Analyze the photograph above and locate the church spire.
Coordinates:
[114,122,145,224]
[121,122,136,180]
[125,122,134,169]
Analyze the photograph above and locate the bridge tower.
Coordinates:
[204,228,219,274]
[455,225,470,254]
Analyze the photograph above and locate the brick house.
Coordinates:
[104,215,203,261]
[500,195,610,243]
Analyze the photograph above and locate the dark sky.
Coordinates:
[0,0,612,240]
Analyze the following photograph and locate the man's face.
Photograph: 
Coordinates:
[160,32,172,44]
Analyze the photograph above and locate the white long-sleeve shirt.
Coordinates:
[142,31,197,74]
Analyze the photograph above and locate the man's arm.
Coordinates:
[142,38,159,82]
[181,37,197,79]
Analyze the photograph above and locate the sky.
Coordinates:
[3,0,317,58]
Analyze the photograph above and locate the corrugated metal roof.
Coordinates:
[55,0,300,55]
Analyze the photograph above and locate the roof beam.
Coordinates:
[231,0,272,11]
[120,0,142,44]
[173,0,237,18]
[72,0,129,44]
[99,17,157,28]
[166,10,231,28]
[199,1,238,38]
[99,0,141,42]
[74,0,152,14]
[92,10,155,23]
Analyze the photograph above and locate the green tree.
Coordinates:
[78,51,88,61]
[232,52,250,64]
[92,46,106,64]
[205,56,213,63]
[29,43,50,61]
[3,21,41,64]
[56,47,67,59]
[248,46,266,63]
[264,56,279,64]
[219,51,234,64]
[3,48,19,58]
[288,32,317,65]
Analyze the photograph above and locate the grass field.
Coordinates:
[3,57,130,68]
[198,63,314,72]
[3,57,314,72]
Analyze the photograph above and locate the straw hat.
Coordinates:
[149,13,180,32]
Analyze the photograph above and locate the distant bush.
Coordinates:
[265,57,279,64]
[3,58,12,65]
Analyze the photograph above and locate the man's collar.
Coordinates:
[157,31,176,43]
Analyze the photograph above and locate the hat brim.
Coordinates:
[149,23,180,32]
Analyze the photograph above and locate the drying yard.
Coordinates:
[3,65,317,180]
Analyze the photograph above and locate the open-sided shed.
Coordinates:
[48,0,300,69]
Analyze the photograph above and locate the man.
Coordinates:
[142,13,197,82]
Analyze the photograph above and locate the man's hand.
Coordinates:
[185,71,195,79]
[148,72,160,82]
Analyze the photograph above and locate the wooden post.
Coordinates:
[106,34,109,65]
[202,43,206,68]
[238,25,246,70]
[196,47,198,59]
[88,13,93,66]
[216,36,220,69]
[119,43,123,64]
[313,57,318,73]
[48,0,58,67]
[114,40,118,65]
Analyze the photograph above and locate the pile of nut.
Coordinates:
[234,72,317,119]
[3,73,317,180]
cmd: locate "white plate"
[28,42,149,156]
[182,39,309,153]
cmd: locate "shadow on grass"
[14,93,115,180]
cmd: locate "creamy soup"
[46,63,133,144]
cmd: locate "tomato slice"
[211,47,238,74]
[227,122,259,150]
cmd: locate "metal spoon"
*****
Could you reproduce every item above, word for word?

Analyze the photograph above and locate the church spire.
Coordinates:
[114,122,145,224]
[121,122,136,180]
[125,122,134,169]
Analyze the photograph above and locate the bridge tower.
Coordinates:
[204,228,219,274]
[455,225,470,254]
Analyze the photograph above and locate the brick house.
Coordinates:
[104,215,203,261]
[500,195,610,243]
Analyze the photograph above and locate the dark sky.
Coordinates:
[0,0,612,240]
Analyze the following photograph and locate the man's face.
Photograph: 
Coordinates:
[160,32,172,44]
Analyze the photograph above and locate the white long-sleeve shirt.
Coordinates:
[142,31,197,74]
Analyze the photograph above and locate the man's arm.
Coordinates:
[142,38,159,82]
[181,37,197,79]
Analyze the photograph above and locate the sky.
Coordinates:
[3,0,317,58]
Analyze the photograph above and locate the corrugated metal roof.
Coordinates:
[55,0,300,55]
Analyze the photograph above and locate the roof beam.
Coordinates:
[231,0,272,11]
[120,0,142,44]
[173,0,237,18]
[72,0,129,44]
[99,17,157,28]
[166,10,231,28]
[199,1,238,38]
[99,0,141,42]
[74,0,152,14]
[92,10,155,23]
Analyze the photograph above and locate the green tree.
Coordinates:
[78,51,88,61]
[232,52,250,64]
[92,46,106,64]
[205,56,213,63]
[29,43,50,61]
[3,21,41,64]
[56,47,67,59]
[248,46,266,63]
[264,56,279,64]
[219,51,234,64]
[3,48,19,58]
[288,32,317,65]
Analyze the photograph above and locate the grass field.
Coordinates:
[3,57,130,68]
[198,63,314,72]
[3,57,314,72]
Analyze the photograph above and locate the straw hat.
Coordinates:
[149,13,180,32]
Analyze the photograph above and locate the distant bush.
Coordinates:
[265,57,279,64]
[3,58,12,65]
Analyze the photograph above and locate the man's collar.
Coordinates:
[157,31,176,43]
Analyze the photograph above and locate the hat brim.
Coordinates:
[149,23,180,32]
Analyze the photograph above and locate the drying yard.
Coordinates:
[3,65,317,180]
Analyze the photograph above and locate the open-sided shed.
Coordinates:
[48,0,300,69]
Analyze the photograph above and locate the man.
Coordinates:
[142,13,197,82]
Analyze the photograph above and locate the man's hand.
Coordinates:
[185,71,195,79]
[148,72,160,82]
Analyze the photograph above and locate the wooden post.
Coordinates:
[106,34,109,65]
[202,43,206,68]
[238,25,246,70]
[196,47,198,59]
[88,13,93,66]
[216,36,220,69]
[119,43,123,64]
[313,57,318,73]
[48,0,58,67]
[114,40,118,65]
Analyze the photograph above and locate the pile of nut.
Coordinates:
[234,72,317,119]
[3,73,317,180]
cmd: locate "white plate"
[28,42,149,156]
[182,39,309,153]
cmd: locate "shadow on grass"
[14,93,115,180]
cmd: locate "creamy soup"
[46,63,133,144]
cmd: locate "tomato slice"
[211,47,238,74]
[227,122,259,150]
cmd: locate "metal spoon"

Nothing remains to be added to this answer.